=== Page ===
Voters’ Remorse
by Neil H. Buchanan
The scandals roiling Virginia politics have receded a bit from the headlines, but the good news is that there seems to be agreement that the sexual assault and rape charges against Lieutenant Governor Justin Fairfax should be fairly investigated. Because nothing official has yet been put in motion, that apparent consensus might ultimately break down, but as of this moment, it at least seems possible that the initial chaos will yield to something resembling a real investigation and a deliberative process.
In a column last week, I compared how the Fairfax situation is being handled to the Republicans' shameful mishandling of Brett Kavanaugh's nomination to the Supreme Court last Fall. In the comments on that column, some readers debated whether it would be appropriate to keep the winner of an election in office after news breaks that might have changed the outcome of the election. If news emerges that would have reversed the result, should the winner be impeached or forced to resign?
Counterfactuals are always difficult to think through, and this one is especially challenging because of the nature of the criminal accusations against Fairfax, the role of race in the campaign (Fairfax is only the second African-American to win statewide office in Virginia, and he carried an ancestor's manumission papers when taking the oath of office in Richmond -- a city dripping with Confederate iconography), sexism, and so on.
This thought exercise is made all the more difficult because one of Fairfax's accusers has been the subject of scrutiny, with Politico publishing a story that pretty strongly questions the credibility of her claim to have been raped by Fairfax when both were in college at Duke in 2000. Why? She "was accused of harassing and threatening a man she had a relationship with" in 2008, and that man obtained a restraining order against her. She also claimed to have been raped by a Duke basketball player.

=== Given task a ===
Render the entry lines from the line with "I need to find the dry" up to and including the line with "xmin=7 ymin=49 xmax=56 ymax=87" as a Markdown table with the columns Row and Entry line, leaving out any blank lines.
The entries that come next are unrelated to the column on the Fairfax accusations.

=== Record excerpts ===
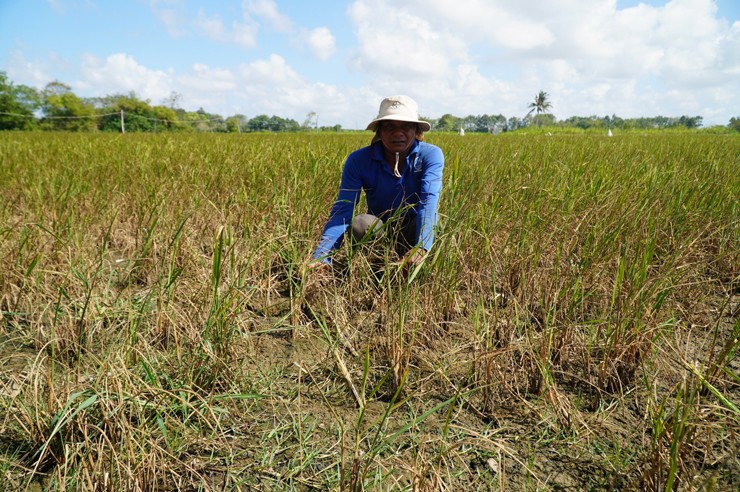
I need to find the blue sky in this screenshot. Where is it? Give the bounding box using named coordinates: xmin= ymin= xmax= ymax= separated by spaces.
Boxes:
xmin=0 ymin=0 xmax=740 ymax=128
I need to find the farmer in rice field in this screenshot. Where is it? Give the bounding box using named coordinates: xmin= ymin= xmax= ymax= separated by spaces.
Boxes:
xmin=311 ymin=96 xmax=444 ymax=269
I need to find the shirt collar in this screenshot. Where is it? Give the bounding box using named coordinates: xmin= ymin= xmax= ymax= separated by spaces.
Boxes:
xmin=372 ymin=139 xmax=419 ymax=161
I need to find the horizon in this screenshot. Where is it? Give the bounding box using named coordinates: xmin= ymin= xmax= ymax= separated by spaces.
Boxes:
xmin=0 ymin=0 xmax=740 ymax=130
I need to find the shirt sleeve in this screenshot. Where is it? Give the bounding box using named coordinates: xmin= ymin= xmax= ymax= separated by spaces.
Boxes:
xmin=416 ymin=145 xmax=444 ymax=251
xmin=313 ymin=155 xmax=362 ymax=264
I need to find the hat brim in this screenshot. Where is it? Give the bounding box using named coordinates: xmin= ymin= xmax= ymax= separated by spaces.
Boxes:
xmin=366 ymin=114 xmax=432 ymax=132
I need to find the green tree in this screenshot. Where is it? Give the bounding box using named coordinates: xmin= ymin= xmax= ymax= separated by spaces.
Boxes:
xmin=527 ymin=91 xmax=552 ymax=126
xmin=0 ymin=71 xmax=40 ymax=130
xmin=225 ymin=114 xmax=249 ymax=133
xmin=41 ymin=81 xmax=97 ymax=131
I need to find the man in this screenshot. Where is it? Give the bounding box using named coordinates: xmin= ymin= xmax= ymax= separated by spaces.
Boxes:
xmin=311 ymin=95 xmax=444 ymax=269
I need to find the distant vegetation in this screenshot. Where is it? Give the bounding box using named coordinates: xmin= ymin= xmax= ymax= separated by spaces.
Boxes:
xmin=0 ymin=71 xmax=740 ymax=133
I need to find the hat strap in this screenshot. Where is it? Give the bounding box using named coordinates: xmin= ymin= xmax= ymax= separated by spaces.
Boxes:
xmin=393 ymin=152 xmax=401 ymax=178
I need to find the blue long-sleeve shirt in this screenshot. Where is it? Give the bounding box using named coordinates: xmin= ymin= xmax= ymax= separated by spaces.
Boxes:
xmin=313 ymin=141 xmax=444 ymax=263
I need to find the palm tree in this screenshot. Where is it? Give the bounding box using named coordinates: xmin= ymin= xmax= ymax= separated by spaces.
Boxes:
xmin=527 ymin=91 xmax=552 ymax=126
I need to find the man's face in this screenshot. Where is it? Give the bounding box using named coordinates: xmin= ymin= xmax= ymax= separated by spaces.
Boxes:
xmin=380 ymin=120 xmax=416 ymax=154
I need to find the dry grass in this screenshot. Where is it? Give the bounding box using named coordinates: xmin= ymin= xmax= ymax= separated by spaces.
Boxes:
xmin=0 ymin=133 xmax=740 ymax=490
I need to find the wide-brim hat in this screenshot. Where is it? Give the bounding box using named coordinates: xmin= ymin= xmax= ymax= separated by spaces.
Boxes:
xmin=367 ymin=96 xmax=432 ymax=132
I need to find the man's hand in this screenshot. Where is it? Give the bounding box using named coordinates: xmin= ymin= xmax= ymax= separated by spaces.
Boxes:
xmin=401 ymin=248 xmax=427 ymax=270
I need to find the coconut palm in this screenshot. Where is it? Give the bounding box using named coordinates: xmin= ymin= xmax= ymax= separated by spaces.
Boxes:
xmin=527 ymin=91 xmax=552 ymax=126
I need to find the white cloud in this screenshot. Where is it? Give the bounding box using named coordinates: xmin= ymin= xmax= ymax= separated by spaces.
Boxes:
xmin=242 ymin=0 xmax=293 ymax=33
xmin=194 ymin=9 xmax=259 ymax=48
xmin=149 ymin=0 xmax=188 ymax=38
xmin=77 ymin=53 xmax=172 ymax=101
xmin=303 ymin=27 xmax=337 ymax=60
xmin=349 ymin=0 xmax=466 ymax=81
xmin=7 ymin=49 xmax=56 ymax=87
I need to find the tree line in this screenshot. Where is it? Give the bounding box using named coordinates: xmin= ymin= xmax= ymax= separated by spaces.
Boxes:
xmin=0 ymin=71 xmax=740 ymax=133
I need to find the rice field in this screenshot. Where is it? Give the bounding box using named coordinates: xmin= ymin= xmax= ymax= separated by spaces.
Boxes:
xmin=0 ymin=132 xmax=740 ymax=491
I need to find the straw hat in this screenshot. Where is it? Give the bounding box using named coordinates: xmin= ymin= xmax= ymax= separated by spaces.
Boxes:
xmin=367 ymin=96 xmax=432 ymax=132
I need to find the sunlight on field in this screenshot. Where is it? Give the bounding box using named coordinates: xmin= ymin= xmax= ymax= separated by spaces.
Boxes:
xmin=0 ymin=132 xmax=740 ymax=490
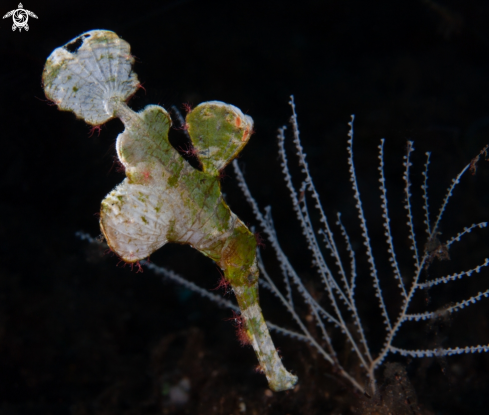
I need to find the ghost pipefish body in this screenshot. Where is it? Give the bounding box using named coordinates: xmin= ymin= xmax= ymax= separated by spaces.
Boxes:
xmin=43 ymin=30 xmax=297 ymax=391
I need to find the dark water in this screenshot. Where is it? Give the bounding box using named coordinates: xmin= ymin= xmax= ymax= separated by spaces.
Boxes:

=== Given task b ===
Write the next part of the column on the Fairfax accusations, picking up right after its final sentence.

=== Expected answer a ===
| Row | Entry line |
|---|---|
| 1 | I need to find the dry grass in this screenshot. Where is it? Give the bounding box using named coordinates: xmin= ymin= xmax= ymax= separated by spaces. |
| 2 | Boxes: |
| 3 | xmin=0 ymin=133 xmax=740 ymax=490 |
| 4 | I need to find the wide-brim hat in this screenshot. Where is it? Give the bounding box using named coordinates: xmin= ymin= xmax= ymax= separated by spaces. |
| 5 | Boxes: |
| 6 | xmin=367 ymin=96 xmax=432 ymax=132 |
| 7 | I need to find the man's hand in this screenshot. Where is it? Give the bounding box using named coordinates: xmin= ymin= xmax= ymax= separated by spaces. |
| 8 | Boxes: |
| 9 | xmin=401 ymin=248 xmax=427 ymax=270 |
| 10 | I need to find the coconut palm in this screenshot. Where is it? Give the bounding box using named coordinates: xmin= ymin= xmax= ymax= separated by spaces. |
| 11 | Boxes: |
| 12 | xmin=527 ymin=91 xmax=552 ymax=126 |
| 13 | I need to find the white cloud in this screenshot. Where is it? Give the bounding box using named coordinates: xmin= ymin= xmax= ymax= separated by spaces. |
| 14 | Boxes: |
| 15 | xmin=242 ymin=0 xmax=293 ymax=33 |
| 16 | xmin=194 ymin=9 xmax=259 ymax=48 |
| 17 | xmin=149 ymin=0 xmax=188 ymax=38 |
| 18 | xmin=77 ymin=53 xmax=172 ymax=101 |
| 19 | xmin=303 ymin=27 xmax=337 ymax=60 |
| 20 | xmin=349 ymin=0 xmax=466 ymax=81 |
| 21 | xmin=7 ymin=49 xmax=56 ymax=87 |

=== Expected answer b ===
It is easy to see the stereotyping that might be happening here, with the accuser being portrayed as a "crazy stalker chick," a real-life version of Glenn Close's character in "Fatal Attraction." The difficulty in these situations is that, although such people are mostly a figment of the public's collective misogynistic imagination, there is a non-zero chance that this woman is one of the rare real deals. On the other hand, just this morning she published an op-ed in The Washington Post, insisting on the opportunity to testify publicly, an opportunity that Virginia has not yet provided her or Fairfax's other accuser. If she is making this up, she is still putting herself out there, apparently with no desire for money, fame, or anything else.
For current purposes, I do not need to draw any conclusions about whether those reports against the accuser are true or false, of whether they matter to Fairfax's future in politics. Instead, the question is what the voters of the Old Dominion would have done if this had all come out before the election. Certainly, if only the two initial allegations had come out a day or two before the election, it is easy to imagine that Fairfax would have lost. But if this all happened a month or three before the election, there might have been enough time for people to sort through the situation and figure out whom they believed, a process that would have forced them to think about the standard of proof needed in purely political allegations, and so on.
The same counterfactual puzzle comes up (as the commenters on last week's column discussed) with regard to Virginia Governor Ralph Northam. Northam weathered an especially ugly, Trump-like campaign waged by his opponent, longtime Republican operative turned opportunistic nativist Ed Gillespie. It was refreshing when Northam won easily, 54-45 percent, a difference of more than 232,000 votes out of only two and a half million total votes cast.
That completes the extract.